[Rows from a dataset]
----

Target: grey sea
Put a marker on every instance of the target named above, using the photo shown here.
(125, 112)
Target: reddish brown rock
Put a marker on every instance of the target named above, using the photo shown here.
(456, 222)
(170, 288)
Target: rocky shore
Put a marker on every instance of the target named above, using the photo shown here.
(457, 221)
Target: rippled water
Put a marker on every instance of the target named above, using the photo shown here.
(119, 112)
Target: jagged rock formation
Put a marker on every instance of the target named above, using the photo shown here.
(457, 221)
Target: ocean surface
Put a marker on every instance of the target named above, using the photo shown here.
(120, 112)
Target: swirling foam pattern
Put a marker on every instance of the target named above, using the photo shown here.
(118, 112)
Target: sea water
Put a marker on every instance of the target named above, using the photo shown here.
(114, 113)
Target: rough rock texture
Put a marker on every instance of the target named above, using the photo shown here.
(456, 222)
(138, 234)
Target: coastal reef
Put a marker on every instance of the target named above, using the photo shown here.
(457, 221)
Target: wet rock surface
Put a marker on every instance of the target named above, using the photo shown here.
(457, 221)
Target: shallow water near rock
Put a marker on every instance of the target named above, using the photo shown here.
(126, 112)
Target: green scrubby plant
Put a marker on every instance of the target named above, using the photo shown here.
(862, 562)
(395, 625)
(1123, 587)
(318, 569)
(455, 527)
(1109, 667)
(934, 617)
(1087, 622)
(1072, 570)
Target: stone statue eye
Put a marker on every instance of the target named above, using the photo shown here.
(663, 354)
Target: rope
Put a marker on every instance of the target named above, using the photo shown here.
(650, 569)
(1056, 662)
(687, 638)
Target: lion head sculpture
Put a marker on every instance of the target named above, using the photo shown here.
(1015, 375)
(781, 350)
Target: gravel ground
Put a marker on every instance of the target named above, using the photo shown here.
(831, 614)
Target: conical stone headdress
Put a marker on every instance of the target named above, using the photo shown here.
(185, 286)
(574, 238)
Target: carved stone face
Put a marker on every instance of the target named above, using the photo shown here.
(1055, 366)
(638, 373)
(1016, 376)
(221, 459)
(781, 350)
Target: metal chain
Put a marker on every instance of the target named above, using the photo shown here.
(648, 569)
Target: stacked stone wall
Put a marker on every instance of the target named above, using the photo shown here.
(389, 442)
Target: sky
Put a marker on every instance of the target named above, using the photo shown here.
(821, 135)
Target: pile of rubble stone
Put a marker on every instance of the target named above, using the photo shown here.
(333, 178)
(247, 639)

----

(What to work on)
Here, the records must be output exactly and in full.

(Exercise answer)
Target: grey sea
Put a marker on every instance of the target named above, using the photo shown here.
(125, 112)
Target: reddish brown rock
Put a marker on every instance of the target named above, using the photo shown here.
(456, 222)
(170, 288)
Target: rocky shore
Put a marker on every instance of the target named above, using the photo shown here.
(457, 221)
Target: rippled water
Put a marker on every instance of the target named above, using the photo shown here.
(119, 112)
Target: jagged rock formation
Put a marker on every instance of the target named above, using the photo shown here.
(457, 221)
Target: ocean surface
Put a marker on every instance of the target named above, using the photo shown here.
(120, 112)
Target: swirling foam pattern
Put a marker on every instance of the target named above, using the photo shown here.
(118, 112)
Target: sea water
Put a marker on every instance of the target named above, using the photo shown here.
(114, 113)
Target: rough rock texture
Put a marker on every instance of the target named above, using the photo shown here.
(456, 222)
(138, 234)
Target: coastal reef
Put a marker on every instance of the target named above, using the photo shown here.
(457, 221)
Target: wet rock surface
Put a marker on every instance of the target named above, using the photo shown here.
(457, 221)
Target: shallow water near rock
Put a marker on every instance of the target named above, using the photo shown here.
(126, 112)
Target: green scrubby plant
Put a marker on every instance of the target named above, using the photo shown here.
(862, 562)
(395, 625)
(1123, 587)
(318, 569)
(455, 527)
(1109, 667)
(934, 617)
(1087, 622)
(1072, 570)
Target: stone statue eye
Put a marker on every instance of the target named above, using the photo shown here.
(663, 354)
Target: rope
Put a marker on every instance of the target named above, using the photo shown here.
(650, 569)
(1056, 662)
(687, 638)
Target: lion head sculpture
Put a marker on every instance of the target named above, using the photo shown here.
(1015, 375)
(781, 350)
Target: gravel ground
Put a marker on every instance of the target named above, using the photo shown here.
(831, 614)
Target: conical stone headdress
Put a marker on every instance of the target named above, using the photo shown here.
(185, 286)
(574, 238)
Target: carved stone face
Put a marker on every instance of the target named above, using the photo shown here.
(1055, 366)
(638, 373)
(1016, 376)
(221, 459)
(781, 350)
Target: metal chain
Put a marker on every instance of the target named above, using the photo shown here.
(648, 569)
Target: stacked stone wall
Put a marker on every instance of the target named above, using the photo shown here.
(389, 442)
Target: sky
Put a marker on every instance of the target named above, using the photo shown here.
(821, 135)
Target: pile of rubble stone
Put a marker on every instance of the target named above, using the photo shown here.
(333, 178)
(247, 639)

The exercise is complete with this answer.